== Records to process
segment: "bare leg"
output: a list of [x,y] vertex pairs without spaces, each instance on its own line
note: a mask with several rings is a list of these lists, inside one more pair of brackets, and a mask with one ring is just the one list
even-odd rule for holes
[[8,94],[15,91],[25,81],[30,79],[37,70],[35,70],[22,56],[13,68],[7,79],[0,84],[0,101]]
====
### [Direction]
Return the lines from the records above unchanged.

### [Output]
segment: "bare leg"
output: a list of [x,y] vertex pairs without spaces, each instance on its own line
note: a mask with several rings is a list of these lists, inside one more pair of brackets, and a mask with one ring is just the one list
even-odd rule for holes
[[8,94],[15,91],[25,81],[30,79],[37,70],[35,70],[22,56],[13,68],[7,79],[0,84],[0,101]]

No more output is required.